WHAT IS BEING ASKED> From the entries that follow, copy each line in which "Target" appears.

====== DATA IN THIS EXERCISE ======

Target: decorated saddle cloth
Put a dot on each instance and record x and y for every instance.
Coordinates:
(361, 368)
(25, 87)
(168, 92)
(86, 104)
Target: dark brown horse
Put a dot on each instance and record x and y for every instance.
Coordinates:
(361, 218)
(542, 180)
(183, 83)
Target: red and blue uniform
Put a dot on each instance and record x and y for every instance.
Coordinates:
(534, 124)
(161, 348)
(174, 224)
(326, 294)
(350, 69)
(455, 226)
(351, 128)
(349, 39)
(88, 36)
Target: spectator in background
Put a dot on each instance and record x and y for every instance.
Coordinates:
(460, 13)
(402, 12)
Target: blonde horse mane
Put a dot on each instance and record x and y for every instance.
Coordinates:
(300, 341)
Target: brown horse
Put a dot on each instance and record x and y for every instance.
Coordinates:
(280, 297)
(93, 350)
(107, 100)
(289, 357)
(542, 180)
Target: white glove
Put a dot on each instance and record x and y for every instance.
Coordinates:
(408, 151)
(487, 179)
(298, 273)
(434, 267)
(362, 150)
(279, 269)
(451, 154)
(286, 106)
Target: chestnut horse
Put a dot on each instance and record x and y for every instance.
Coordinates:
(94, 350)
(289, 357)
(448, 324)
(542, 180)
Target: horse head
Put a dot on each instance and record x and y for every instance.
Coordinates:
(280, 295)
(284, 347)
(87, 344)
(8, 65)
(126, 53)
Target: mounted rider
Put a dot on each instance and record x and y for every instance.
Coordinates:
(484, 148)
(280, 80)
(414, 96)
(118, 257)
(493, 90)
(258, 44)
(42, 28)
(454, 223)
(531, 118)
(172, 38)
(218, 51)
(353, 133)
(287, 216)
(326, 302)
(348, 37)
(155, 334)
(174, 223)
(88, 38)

======

YOUR SOLUTION>
Target: decorated saddle cloth
Target: dark brown horse
Target: red and blue uniform
Target: spectator in background
Target: blonde horse mane
Target: brown horse
Target: white glove
Target: chestnut horse
Target: horse head
Target: mounted rider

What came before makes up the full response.